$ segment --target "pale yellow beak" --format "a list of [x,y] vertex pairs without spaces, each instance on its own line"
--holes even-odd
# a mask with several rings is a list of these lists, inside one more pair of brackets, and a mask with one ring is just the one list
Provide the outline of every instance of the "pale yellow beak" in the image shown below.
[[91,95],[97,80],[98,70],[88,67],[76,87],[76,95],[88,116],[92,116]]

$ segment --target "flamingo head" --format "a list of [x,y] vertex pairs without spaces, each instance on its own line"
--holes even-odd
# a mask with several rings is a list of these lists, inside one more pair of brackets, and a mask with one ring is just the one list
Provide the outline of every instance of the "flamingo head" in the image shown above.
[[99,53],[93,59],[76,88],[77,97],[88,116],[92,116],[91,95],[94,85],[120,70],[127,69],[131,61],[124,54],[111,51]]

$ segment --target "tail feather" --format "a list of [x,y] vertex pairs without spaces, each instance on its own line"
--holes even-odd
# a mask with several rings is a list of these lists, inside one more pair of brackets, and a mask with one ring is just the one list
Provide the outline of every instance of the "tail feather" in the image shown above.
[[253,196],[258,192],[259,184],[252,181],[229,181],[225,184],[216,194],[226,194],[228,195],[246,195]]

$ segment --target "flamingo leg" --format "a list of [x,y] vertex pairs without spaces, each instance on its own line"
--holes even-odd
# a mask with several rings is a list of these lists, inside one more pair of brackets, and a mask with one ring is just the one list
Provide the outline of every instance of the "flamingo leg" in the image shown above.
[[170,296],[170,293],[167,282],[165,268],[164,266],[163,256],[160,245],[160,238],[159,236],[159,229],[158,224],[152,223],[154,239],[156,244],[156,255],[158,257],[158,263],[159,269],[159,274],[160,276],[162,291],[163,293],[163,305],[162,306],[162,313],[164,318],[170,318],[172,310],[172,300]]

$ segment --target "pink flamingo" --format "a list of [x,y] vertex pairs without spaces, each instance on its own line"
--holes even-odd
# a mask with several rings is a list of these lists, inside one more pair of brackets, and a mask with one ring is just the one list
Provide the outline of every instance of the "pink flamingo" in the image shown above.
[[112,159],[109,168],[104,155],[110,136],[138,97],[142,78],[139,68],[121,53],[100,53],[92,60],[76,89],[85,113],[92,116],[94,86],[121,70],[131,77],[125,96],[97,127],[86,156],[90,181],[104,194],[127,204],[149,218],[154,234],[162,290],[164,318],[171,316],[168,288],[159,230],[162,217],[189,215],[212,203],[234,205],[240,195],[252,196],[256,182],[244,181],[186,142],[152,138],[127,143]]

━━━━

List every line of the items above that contains the string "format", treating uppercase and lowercase as distinct.

→ **Result of the exercise**:
$ segment --target "pale yellow beak" --format "a list of [x,y] vertex pairs without spaces, each instance on its own line"
$ segment --target "flamingo head" --format "a list of [x,y] vertex pairs without spaces, each instance on its own line"
$ segment --target "tail feather" --format "a list of [x,y] vertex pairs without spaces, each instance on its own line"
$ segment --target "flamingo leg" --format "a list of [x,y] vertex pairs without spaces, each instance on its own line"
$ segment --target "pink flamingo" --format "a list of [x,y] vertex pairs without spaces, each instance on its own line"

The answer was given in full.